● EXERCISE DIRECTIONS: Give back every line of the data exactly. Pictures are not part of the copy.

● PROVIDED RECORDS:
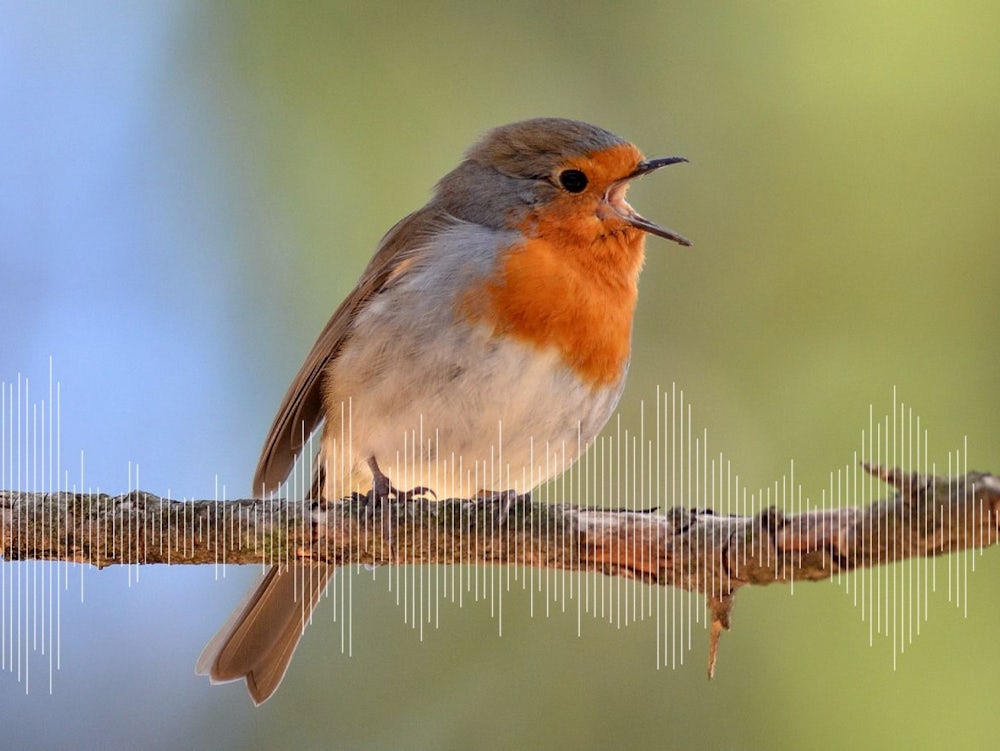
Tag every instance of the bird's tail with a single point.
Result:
(258, 640)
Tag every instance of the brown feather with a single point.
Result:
(302, 408)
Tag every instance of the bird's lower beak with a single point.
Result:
(616, 199)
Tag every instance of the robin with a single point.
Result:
(484, 347)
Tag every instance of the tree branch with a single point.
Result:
(688, 548)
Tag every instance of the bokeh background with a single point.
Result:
(188, 189)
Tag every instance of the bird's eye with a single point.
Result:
(573, 180)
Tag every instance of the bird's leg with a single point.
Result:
(506, 499)
(381, 490)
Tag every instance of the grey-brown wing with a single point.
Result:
(302, 408)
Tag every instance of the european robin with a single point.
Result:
(484, 347)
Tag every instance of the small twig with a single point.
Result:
(687, 548)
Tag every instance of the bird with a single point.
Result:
(484, 347)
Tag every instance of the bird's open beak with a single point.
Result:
(616, 198)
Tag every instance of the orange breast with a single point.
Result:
(565, 289)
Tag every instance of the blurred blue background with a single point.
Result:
(188, 190)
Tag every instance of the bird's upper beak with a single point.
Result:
(615, 197)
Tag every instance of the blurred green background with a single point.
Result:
(191, 188)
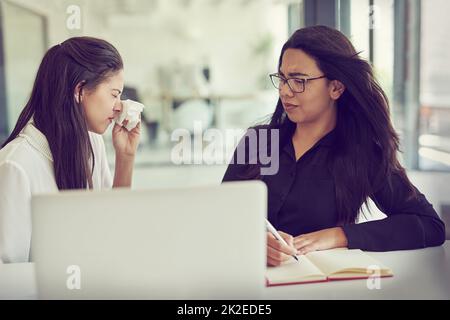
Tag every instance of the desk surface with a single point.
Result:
(418, 274)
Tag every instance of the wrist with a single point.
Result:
(341, 237)
(124, 157)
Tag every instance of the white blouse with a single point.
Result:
(26, 169)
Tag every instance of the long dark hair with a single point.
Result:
(57, 114)
(365, 151)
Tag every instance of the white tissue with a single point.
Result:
(131, 111)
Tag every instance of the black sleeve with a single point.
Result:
(411, 223)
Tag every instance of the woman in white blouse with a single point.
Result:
(56, 143)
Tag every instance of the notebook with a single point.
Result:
(327, 265)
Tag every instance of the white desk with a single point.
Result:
(418, 274)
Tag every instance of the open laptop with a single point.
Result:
(196, 243)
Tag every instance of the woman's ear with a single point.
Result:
(78, 93)
(337, 88)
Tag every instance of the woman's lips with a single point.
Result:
(288, 106)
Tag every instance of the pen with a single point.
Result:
(275, 233)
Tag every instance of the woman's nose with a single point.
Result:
(118, 106)
(285, 90)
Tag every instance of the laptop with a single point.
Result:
(187, 243)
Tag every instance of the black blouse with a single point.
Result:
(301, 199)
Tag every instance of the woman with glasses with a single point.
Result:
(56, 143)
(336, 149)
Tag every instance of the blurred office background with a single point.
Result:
(209, 60)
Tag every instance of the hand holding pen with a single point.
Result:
(278, 250)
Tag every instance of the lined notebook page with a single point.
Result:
(340, 260)
(293, 271)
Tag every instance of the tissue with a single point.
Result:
(131, 111)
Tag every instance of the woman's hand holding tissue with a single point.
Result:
(127, 129)
(126, 142)
(126, 134)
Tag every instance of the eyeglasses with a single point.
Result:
(296, 85)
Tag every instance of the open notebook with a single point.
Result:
(327, 265)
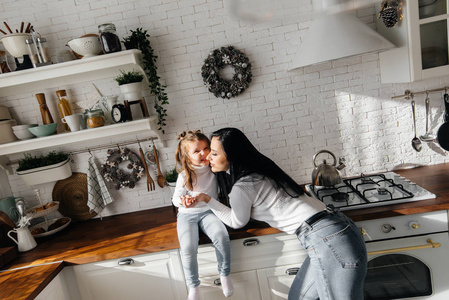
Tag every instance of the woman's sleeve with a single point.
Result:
(239, 214)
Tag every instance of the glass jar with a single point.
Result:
(64, 106)
(95, 118)
(109, 39)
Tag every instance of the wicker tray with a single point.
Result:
(72, 195)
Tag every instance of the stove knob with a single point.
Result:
(413, 225)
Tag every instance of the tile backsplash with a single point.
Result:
(340, 105)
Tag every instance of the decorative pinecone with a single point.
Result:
(389, 16)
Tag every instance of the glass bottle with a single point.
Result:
(109, 39)
(64, 106)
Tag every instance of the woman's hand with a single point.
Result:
(202, 197)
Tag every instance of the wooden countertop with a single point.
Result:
(155, 230)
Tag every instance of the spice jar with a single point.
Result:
(95, 118)
(64, 106)
(109, 39)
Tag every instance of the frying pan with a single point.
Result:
(443, 131)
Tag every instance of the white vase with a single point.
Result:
(132, 91)
(48, 173)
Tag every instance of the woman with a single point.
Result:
(257, 188)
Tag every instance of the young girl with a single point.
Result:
(196, 177)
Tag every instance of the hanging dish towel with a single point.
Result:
(99, 195)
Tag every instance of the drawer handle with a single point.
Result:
(251, 242)
(292, 271)
(125, 261)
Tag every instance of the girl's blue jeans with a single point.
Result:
(337, 260)
(188, 226)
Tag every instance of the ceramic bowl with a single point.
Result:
(86, 46)
(43, 130)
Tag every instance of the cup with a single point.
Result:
(74, 121)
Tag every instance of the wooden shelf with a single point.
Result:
(71, 72)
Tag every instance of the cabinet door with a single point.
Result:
(275, 282)
(246, 287)
(149, 276)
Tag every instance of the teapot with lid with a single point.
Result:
(327, 174)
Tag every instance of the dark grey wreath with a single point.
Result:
(112, 173)
(217, 60)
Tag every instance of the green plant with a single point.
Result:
(139, 40)
(171, 175)
(30, 162)
(128, 77)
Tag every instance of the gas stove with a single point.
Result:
(370, 190)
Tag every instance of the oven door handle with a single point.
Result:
(430, 244)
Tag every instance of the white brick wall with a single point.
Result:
(340, 105)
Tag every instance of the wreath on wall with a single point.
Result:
(216, 61)
(112, 173)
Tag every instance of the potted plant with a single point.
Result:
(171, 176)
(130, 84)
(45, 168)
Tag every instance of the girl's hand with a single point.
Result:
(202, 197)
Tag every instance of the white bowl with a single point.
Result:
(15, 43)
(86, 46)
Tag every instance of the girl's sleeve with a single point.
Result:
(239, 214)
(180, 190)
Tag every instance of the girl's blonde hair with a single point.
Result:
(182, 154)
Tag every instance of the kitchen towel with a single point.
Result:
(98, 193)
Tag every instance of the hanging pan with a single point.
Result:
(443, 131)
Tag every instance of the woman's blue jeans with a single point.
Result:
(337, 261)
(188, 234)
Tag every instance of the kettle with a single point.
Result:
(327, 174)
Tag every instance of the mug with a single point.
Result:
(74, 121)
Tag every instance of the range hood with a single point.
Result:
(333, 36)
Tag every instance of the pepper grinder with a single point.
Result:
(45, 112)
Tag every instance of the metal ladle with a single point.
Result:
(416, 142)
(428, 136)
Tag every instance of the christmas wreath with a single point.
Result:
(112, 173)
(217, 60)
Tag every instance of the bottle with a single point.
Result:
(110, 42)
(64, 106)
(45, 112)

● TASK RESULT:
Tag every instance of the bird's tail with a single point.
Result:
(258, 640)
Tag every instance of the brown feather with a single point.
Result:
(302, 408)
Tag every instance of the bird's lower beak with a single point.
Result:
(616, 199)
Tag every instance of the robin with a single point.
Result:
(484, 347)
Tag every instance of the tree branch with a single point.
Result:
(688, 548)
Tag every instance of the bokeh background with a single point.
Result:
(188, 189)
Tag every instance of the bird's eye with a single point.
Result:
(573, 180)
Tag every instance of the bird's leg with a single point.
Result:
(506, 499)
(381, 490)
Tag every instance of the grey-brown wing with a single point.
Result:
(302, 408)
Tag every instance of the european robin with a single point.
Result:
(484, 347)
Tag every instance of the small twig with a single point.
Result:
(687, 548)
Tag every instance of the bird with a single point.
Result:
(484, 347)
Tag every instance of the bird's open beak with a single point.
Result:
(616, 198)
Tag every instance of the orange breast with a single point.
Result:
(565, 289)
Tag every instance of the blurred blue background with a single point.
Result:
(188, 190)
Tag every instance of the bird's upper beak with a single point.
Result:
(615, 197)
Tag every instance of the blurred green background with a single point.
Result:
(191, 188)
Tag every instance of the desk surface with a single point.
Result:
(418, 274)
Tag every instance of the wrist with a single point.
Result:
(341, 237)
(124, 157)
Tag every instance of the white blouse with a single point.
Result:
(26, 169)
Tag every instance of the long dark hair with a single point.
Result:
(57, 114)
(365, 151)
Tag every instance of the white tissue with a single point.
Result:
(131, 111)
Tag every instance of the black sleeve with a single point.
Result:
(411, 223)
Tag every instance of the woman in white blouse with a single point.
Result:
(56, 143)
Tag every instance of the notebook with a single point.
Result:
(327, 265)
Tag every instance of the white desk with a single point.
Result:
(418, 274)
Tag every instance of the open laptop with a single point.
Result:
(196, 243)
Tag every instance of the woman's ear with a single point.
Result:
(78, 93)
(337, 88)
Tag every instance of the woman's lips with a single point.
Result:
(288, 106)
Tag every instance of the pen with a single point.
Result:
(275, 233)
Tag every instance of the woman's nose with a single point.
Result:
(118, 106)
(285, 90)
Tag every instance of the laptop with a single point.
Result:
(187, 243)
Tag every instance of the black blouse with a single point.
Result:
(301, 199)
Tag every instance of the woman with glasses with a single point.
Result:
(56, 143)
(336, 149)
Tag every instance of the blurred office background with a single point.
Result:
(209, 60)
Tag every instance of the hand holding pen with a single point.
Result:
(278, 250)
Tag every instance of the lined notebook page with a single point.
Result:
(340, 260)
(293, 271)
Tag every instance of the tissue with a single point.
Result:
(131, 111)
Tag every instance of the woman's hand holding tissue with a single point.
Result:
(127, 129)
(126, 142)
(126, 134)
Tag every instance of the eyeglasses with a single point.
Result:
(296, 85)
Tag every instance of the open notebook with a single point.
Result:
(327, 265)
Tag every instance of the woman's sleeve with a single point.
Result:
(239, 214)
Tag every instance of the glass jar with a single point.
Result:
(64, 106)
(95, 118)
(109, 39)
Tag every instance of the wicker tray with a single point.
Result:
(72, 195)
Tag every instance of the stove knob with a single point.
Result:
(413, 225)
Tag every instance of the tile backsplash with a single point.
Result:
(340, 105)
Tag every instance of the decorative pinecone with a single point.
Result:
(389, 16)
Tag every instance of the glass bottle with a single point.
Result:
(109, 39)
(64, 106)
Tag every instance of the woman's hand with a single point.
Result:
(202, 197)
Tag every instance of the wooden countertop with a single point.
Result:
(155, 230)
Tag every instance of the spice jar with a single point.
Result:
(95, 118)
(64, 106)
(109, 39)
Tag every instance of the frying pan with a single point.
Result:
(443, 131)
Tag every instance of the white vase with a single point.
Result:
(132, 91)
(48, 173)
Tag every instance of the woman with a single point.
Result:
(257, 188)
Tag every instance of the young girl with a single point.
Result:
(196, 177)
Tag every instance of the hanging dish towel with a single point.
Result:
(99, 195)
Tag every instance of the drawer handle with a single point.
Result:
(251, 242)
(292, 271)
(125, 261)
Tag every instance of the girl's blue jeans with a single point.
Result:
(337, 260)
(188, 226)
Tag every instance of the ceramic bowl with a single point.
Result:
(86, 46)
(43, 130)
Tag every instance of the cup with a single point.
Result:
(74, 121)
Tag every instance of the wooden shelf with a single point.
Result:
(71, 72)
Tag every instance of the cabinet door with a single point.
Result:
(275, 282)
(246, 287)
(149, 276)
Tag every instance of the teapot with lid with a single point.
Result:
(327, 174)
Tag every instance of the dark grey wreath with a single point.
Result:
(112, 173)
(217, 60)
Tag every instance of the green plant with a single point.
Result:
(139, 40)
(171, 175)
(30, 162)
(128, 77)
Tag every instance of the gas stove with a single point.
Result:
(370, 190)
Tag every instance of the oven door handle with a single point.
Result:
(430, 244)
Tag every instance of the white brick wall with a single point.
Result:
(340, 105)
Tag every instance of the wreath on wall with a single point.
Result:
(216, 61)
(112, 173)
Tag every instance of the potted plant with a single point.
Result:
(171, 176)
(130, 84)
(45, 168)
Tag every instance of the girl's hand with a single point.
Result:
(202, 197)
Tag every instance of the white bowl with a single point.
Result:
(15, 43)
(86, 46)
Tag every instance of the girl's sleeve with a single point.
Result:
(239, 214)
(180, 190)
Tag every instance of the girl's blonde hair with a single point.
Result:
(182, 154)
Tag every instance of the kitchen towel with a single point.
Result:
(98, 193)
Tag every instance of the hanging pan with a single point.
Result:
(443, 131)
Tag every instance of the woman's blue jeans with a single point.
Result:
(337, 261)
(188, 234)
Tag every instance of the kettle with a single point.
Result:
(327, 174)
Tag every instance of the mug with a single point.
Result:
(74, 121)
Tag every instance of the range hood with a single point.
Result:
(333, 36)
Tag every instance of the pepper grinder with a single point.
Result:
(45, 112)
Tag every instance of the metal ladle with a single point.
Result:
(416, 142)
(428, 136)
Tag every instance of the christmas wreath with a single point.
Result:
(112, 173)
(217, 60)
Tag every instance of the bottle with a single point.
Result:
(110, 42)
(64, 106)
(45, 112)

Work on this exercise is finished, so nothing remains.